Stored items:
────────────────────────────────────────
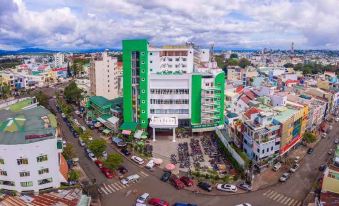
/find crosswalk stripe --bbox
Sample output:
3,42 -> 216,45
100,187 -> 109,195
276,195 -> 285,203
263,190 -> 274,197
111,183 -> 120,191
263,190 -> 271,196
293,201 -> 301,206
140,171 -> 149,177
279,196 -> 288,204
120,183 -> 127,188
288,199 -> 296,206
113,182 -> 123,190
283,197 -> 291,205
273,193 -> 282,201
267,191 -> 278,199
107,184 -> 116,192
────────────────────────────────────────
» What to work on: Every line above needs to be written out again as it stands. Pictures do not belong in the copy.

» Exercise result:
/find crosswalk stripe --bbox
Sample output:
3,42 -> 216,45
100,187 -> 109,195
276,195 -> 285,203
263,190 -> 274,197
111,183 -> 120,191
263,190 -> 271,196
293,201 -> 301,206
140,171 -> 149,177
279,196 -> 288,204
120,183 -> 127,188
288,199 -> 296,206
113,182 -> 123,190
283,197 -> 291,205
273,193 -> 282,201
267,191 -> 278,199
107,184 -> 116,192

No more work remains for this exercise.